*Your instructions*
Your answer must be an exact copy of all the entries.
════
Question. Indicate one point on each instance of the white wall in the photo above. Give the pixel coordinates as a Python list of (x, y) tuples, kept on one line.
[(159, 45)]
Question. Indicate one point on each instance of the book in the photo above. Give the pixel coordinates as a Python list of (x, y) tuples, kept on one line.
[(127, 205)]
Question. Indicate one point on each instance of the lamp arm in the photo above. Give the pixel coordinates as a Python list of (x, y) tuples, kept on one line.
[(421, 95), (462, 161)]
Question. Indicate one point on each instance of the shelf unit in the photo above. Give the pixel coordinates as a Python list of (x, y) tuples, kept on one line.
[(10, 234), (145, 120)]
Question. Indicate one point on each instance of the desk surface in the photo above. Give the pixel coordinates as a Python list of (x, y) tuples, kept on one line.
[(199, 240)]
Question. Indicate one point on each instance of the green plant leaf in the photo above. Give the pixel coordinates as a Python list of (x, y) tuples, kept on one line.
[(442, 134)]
════
*Reply to the task*
Question. Indicate one point on each instance of the white wall in the photo above. Give the pixel coordinates as a Python list of (x, y) tuples, kept on one line.
[(159, 45)]
Question. Indicate one point on each instance of the book in the photo above. Give the pixel coordinates as a Python list of (x, y) tuples, kept on one line.
[(127, 205)]
Question. Indicate one point on each instance of the lamp arm in the photo above. Give the pixel coordinates as a Python list of (x, y) tuples, kept on one line.
[(421, 95), (462, 161)]
Question. Indicate one point on each instance of the shelf unit in the photo above. Give the pixel coordinates as a Python list of (x, y) tuples, kept on one line.
[(10, 234), (145, 120)]
Question. Indicate one point on each instance of the desk surface in the photo above. Give the pixel coordinates as a Python list of (x, y) tuples, kept on one line.
[(199, 240)]
Question. Indicate one point on each instance of the green plant leaf in the photo above. Give the pixel coordinates as a Python list of (x, y) tuples, kept on one line.
[(442, 134)]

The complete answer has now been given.